─── DATA ENTRIES ───

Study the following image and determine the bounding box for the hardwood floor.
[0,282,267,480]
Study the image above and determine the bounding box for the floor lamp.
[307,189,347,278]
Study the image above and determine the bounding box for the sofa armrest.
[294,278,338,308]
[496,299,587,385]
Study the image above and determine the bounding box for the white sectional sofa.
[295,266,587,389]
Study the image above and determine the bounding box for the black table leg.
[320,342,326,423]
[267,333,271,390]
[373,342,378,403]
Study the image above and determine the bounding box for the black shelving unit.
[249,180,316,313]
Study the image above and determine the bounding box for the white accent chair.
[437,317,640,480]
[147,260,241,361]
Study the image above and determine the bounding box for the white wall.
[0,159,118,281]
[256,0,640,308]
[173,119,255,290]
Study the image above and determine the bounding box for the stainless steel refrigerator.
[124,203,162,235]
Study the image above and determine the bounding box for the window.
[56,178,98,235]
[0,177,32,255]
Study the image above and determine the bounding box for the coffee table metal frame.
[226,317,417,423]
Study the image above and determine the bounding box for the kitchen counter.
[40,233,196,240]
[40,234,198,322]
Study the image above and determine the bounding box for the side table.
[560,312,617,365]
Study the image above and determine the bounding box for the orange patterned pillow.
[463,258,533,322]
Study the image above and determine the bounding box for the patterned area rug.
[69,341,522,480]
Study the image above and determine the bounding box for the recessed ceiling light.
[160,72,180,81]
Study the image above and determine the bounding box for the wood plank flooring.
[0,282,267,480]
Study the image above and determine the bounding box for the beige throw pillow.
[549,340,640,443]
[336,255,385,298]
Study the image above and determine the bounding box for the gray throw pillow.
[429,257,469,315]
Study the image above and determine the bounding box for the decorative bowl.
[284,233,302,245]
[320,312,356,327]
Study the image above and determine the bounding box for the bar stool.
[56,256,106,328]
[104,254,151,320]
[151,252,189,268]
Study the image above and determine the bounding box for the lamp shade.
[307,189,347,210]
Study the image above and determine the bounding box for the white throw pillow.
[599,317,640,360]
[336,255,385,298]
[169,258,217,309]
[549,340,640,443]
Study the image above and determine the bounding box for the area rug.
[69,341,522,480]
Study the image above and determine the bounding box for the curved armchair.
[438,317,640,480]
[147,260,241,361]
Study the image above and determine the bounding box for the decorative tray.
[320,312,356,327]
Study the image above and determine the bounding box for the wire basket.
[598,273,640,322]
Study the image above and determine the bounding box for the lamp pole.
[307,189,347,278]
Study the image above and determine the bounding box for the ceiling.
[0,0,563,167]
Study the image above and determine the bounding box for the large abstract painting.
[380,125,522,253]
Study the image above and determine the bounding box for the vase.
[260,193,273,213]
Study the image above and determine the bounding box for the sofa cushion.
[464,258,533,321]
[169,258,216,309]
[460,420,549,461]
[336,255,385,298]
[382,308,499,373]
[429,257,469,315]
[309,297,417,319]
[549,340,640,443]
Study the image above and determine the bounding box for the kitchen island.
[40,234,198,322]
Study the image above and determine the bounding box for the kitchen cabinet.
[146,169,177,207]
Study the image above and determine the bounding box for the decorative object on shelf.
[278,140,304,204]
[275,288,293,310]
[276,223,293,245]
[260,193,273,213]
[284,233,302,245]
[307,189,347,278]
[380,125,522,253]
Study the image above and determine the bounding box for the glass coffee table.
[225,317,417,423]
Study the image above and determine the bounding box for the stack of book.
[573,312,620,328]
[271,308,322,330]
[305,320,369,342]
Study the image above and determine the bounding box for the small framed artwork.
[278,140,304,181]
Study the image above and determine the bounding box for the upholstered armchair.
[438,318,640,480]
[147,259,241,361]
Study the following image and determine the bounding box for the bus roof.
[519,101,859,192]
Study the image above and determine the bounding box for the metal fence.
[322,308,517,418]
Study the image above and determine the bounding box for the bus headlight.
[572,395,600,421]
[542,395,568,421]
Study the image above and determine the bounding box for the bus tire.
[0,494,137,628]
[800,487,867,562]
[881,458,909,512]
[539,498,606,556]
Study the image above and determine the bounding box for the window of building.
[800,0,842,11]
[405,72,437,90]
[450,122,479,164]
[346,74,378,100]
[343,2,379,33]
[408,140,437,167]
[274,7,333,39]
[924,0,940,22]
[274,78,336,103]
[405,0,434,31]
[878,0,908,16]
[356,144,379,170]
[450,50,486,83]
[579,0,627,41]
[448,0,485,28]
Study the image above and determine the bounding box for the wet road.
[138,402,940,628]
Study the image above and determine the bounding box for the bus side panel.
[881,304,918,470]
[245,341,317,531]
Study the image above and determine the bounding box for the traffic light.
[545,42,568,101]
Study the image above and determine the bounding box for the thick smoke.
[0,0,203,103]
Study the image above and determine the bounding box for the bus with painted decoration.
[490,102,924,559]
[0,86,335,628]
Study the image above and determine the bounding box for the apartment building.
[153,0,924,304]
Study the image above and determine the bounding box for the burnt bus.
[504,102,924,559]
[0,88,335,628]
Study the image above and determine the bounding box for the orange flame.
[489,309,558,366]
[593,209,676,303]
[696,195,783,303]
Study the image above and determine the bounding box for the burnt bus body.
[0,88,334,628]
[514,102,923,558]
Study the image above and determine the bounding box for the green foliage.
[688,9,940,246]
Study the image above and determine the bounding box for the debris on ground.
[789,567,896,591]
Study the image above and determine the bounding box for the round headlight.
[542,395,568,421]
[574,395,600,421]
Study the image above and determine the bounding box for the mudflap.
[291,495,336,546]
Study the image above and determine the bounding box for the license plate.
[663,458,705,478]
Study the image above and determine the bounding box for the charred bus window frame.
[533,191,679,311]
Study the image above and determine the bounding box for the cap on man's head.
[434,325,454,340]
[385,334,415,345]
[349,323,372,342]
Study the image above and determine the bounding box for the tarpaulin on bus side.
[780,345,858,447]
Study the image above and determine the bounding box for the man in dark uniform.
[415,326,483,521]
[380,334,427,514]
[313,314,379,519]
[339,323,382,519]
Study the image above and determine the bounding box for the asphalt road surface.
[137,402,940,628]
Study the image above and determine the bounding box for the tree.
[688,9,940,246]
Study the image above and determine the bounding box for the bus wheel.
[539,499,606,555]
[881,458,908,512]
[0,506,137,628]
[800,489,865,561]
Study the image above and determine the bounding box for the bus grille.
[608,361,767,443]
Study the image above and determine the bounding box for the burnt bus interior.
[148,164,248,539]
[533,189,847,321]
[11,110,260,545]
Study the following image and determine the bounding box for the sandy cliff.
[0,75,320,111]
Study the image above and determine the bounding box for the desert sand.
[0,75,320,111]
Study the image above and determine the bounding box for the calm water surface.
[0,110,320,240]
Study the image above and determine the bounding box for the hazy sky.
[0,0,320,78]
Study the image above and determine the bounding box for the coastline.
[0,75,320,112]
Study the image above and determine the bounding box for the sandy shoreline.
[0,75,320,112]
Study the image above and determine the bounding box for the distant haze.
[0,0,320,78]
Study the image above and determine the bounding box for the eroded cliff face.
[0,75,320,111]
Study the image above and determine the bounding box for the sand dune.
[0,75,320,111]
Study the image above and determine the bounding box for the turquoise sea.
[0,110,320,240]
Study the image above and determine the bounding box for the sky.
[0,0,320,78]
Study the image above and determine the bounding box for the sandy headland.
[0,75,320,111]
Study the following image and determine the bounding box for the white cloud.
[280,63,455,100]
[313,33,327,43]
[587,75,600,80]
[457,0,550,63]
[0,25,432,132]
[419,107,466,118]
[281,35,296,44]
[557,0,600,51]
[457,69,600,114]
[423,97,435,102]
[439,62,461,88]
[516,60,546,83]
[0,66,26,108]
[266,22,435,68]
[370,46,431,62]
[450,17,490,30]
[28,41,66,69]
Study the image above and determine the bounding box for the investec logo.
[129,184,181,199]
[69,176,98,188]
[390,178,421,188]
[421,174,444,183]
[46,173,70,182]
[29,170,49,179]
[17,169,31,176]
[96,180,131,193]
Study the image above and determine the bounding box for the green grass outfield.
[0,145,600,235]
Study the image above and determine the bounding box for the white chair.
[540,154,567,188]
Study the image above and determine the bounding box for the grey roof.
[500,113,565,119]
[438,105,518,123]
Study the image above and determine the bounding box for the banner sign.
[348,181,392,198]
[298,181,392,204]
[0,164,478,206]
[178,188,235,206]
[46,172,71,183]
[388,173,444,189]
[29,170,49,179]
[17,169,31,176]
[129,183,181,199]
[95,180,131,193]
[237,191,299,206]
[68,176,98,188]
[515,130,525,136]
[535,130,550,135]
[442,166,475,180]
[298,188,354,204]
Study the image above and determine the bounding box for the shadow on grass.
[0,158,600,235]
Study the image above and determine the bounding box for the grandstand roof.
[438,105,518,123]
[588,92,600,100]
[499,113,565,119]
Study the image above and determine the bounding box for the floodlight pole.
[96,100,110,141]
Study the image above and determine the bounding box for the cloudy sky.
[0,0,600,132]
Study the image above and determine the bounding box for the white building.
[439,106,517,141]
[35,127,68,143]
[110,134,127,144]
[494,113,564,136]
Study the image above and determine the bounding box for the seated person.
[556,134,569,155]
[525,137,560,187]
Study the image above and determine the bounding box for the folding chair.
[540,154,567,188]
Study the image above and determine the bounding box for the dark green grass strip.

───

» **GIVEN TASK**: Copy out the entries again, starting with the line containing "shadow on grass." and going on through the last line of the entries, with the requests kept in place. Shift each bounding box by adding 38 to every coordinate in it.

» **WRITTEN RESPONSE**:
Study the image above and determine the bounding box for the shadow on grass.
[38,196,638,273]
Study the image above and determine the bounding box for the grandstand roof.
[476,143,556,161]
[626,130,638,138]
[537,151,603,157]
Study the image above and determine the bounding box for the floodlight pole.
[134,138,148,179]
Study the image above and determine the bounding box for the cloudy sky.
[38,38,638,170]
Study the image above and determine the bounding box for the white building.
[477,144,555,179]
[73,165,106,181]
[148,172,165,182]
[532,151,602,174]
Study the image above and determine the bounding box for the seated person.
[594,172,607,193]
[563,175,598,225]
Study the image above and determine the bounding box for the folding chair.
[578,192,605,226]
Study the image above and determine the bounding box for the dark green grass strip.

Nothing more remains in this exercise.